## Task to complete
In the blog post, write out the passage that begins at the words "So – I saw my" and stops after the words "(he plays cello).".

## Excerpted passage
════════════════

So – I saw my parents and one of my brothers and his family for the first time in almost 3 years. I saw my Grandparents and some of my aunts and uncles for the first time in almost 8 years. And I saw most of the rest of my family whom I hadn’t seen in 12 years! Including my “little” brother. I use quotes because he’s 4 years younger than I am and the last time I saw him, he was a short little runt of a 12-year-old whose biggest accomplishment in life was tattling on our sister and getting her in trouble. Now he’s a gargantuan (4 inches taller than me) 24-year-old who spent 2 years on a mission in Taiwan, has learned to fluently speak Mandarin Chinese, and has even recorded for Disney (he plays cello).

Since I came back, I’ve been working a whole lot more. Mostly because the company I work for just opened up a new restaurant. Since I’m the lead on all the techie stuff that goes in (registers, computers, cameras, etc) that means a lot of long hours. But the opening was a success a couple of days ago, and aside from working out a few kinks, I think I’ll soon be able to move on to other projects.

In the interest of not making this TOO long (I think that ship has sailed), I’ll mention one other thing and send you, my loyal reader(s?), off to do thy bidding. Last weekend, I got back from work and just felt the need to get out of the house. I convinced my wife that we should get out and maybe take some pictures or something (we both enjoy a little photography). So, we got in her new (used) Mazda Tribute (4 wheel drive, baby!) and went down to the beach. (Our first time on the beach in 4 wheel drive!) We snapped a few pictures of the water, the birds, and of us! One picture turned out really well and neither of us could believe it actually came out good! Because of my back injury from my military days, this shot hurt pretty bad afterward…but it was so worth it. Check it out.

════════════════

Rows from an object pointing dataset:
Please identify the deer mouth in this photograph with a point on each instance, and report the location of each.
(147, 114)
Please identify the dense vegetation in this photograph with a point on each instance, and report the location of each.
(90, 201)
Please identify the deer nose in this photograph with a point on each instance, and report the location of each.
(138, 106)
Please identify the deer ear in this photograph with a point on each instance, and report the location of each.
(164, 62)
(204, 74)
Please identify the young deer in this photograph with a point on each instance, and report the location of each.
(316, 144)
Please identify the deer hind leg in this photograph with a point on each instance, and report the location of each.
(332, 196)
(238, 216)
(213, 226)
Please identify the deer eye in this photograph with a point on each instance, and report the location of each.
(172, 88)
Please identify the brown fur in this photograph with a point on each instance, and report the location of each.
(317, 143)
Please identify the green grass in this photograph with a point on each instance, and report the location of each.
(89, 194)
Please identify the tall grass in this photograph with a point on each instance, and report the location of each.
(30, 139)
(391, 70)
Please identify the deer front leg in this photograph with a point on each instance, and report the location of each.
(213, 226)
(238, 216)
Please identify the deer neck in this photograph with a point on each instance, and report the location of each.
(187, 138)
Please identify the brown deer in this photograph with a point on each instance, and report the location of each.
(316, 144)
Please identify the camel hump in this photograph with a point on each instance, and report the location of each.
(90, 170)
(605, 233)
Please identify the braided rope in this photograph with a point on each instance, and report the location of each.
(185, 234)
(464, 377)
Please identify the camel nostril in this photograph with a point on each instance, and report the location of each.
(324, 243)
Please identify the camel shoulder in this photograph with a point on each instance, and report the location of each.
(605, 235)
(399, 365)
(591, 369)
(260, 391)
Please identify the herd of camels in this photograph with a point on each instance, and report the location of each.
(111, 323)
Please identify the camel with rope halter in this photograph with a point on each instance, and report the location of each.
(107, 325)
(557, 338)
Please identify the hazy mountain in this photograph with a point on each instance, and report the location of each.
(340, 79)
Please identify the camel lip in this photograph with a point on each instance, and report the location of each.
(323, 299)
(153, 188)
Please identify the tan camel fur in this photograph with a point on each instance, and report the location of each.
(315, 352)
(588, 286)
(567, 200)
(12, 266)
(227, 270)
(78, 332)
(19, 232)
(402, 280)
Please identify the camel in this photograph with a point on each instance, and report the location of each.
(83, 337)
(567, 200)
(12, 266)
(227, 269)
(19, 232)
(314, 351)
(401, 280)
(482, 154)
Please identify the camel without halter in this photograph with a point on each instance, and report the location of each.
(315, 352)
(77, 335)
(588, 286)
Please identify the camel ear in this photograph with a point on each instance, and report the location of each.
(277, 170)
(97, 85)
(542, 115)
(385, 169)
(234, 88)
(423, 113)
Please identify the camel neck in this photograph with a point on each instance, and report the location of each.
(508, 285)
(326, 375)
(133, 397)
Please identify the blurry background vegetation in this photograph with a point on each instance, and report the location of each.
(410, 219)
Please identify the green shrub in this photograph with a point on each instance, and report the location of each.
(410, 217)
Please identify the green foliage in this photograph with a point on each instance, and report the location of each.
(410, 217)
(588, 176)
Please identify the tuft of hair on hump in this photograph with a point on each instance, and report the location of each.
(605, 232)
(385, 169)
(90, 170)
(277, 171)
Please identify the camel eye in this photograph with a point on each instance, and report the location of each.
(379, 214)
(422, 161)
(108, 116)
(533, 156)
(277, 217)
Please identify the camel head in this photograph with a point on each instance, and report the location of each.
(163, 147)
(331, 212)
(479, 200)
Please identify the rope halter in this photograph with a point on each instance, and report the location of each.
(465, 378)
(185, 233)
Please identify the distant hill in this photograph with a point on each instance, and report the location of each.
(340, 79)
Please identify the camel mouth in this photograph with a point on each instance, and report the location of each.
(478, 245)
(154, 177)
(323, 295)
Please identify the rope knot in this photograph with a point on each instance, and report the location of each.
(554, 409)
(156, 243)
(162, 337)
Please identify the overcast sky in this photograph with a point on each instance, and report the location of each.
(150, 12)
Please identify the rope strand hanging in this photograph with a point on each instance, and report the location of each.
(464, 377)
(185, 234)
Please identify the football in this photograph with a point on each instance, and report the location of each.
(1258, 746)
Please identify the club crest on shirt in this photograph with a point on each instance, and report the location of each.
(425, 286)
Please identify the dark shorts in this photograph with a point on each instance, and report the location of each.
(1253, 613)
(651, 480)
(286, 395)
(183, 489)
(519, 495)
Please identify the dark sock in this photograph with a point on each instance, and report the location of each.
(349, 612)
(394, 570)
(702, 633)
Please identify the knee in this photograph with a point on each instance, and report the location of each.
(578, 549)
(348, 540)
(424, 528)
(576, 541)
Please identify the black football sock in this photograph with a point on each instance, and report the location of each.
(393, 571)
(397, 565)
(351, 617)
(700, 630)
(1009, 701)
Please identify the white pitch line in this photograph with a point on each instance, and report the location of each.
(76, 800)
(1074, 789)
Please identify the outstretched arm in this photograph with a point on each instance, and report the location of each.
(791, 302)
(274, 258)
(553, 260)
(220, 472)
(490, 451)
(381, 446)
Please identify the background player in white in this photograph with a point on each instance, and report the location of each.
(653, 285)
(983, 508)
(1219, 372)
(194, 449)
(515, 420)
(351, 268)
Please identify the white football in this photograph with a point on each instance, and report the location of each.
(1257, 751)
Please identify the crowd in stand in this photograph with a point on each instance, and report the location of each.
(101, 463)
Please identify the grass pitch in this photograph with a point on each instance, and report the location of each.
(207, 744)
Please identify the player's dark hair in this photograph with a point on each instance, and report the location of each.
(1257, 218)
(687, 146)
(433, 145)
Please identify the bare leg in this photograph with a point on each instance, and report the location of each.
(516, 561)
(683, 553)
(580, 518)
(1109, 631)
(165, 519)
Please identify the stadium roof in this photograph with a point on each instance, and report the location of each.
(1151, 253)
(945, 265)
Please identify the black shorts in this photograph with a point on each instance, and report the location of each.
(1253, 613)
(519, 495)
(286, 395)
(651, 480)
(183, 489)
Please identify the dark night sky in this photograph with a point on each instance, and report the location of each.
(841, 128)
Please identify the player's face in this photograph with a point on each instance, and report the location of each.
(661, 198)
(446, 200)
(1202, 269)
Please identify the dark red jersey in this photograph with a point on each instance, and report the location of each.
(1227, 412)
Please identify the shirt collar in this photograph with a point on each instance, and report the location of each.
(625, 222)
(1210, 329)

════════════════

## Response
So – I saw my parents and one of my brothers and his family for the first time in almost 3 years. I saw my Grandparents and some of my aunts and uncles for the first time in almost 8 years. And I saw most of the rest of my family whom I hadn’t seen in 12 years! Including my “little” brother. I use quotes because he’s 4 years younger than I am and the last time I saw him, he was a short little runt of a 12-year-old whose biggest accomplishment in life was tattling on our sister and getting her in trouble. Now he’s a gargantuan (4 inches taller than me) 24-year-old who spent 2 years on a mission in Taiwan, has learned to fluently speak Mandarin Chinese, and has even recorded for Disney (he plays cello).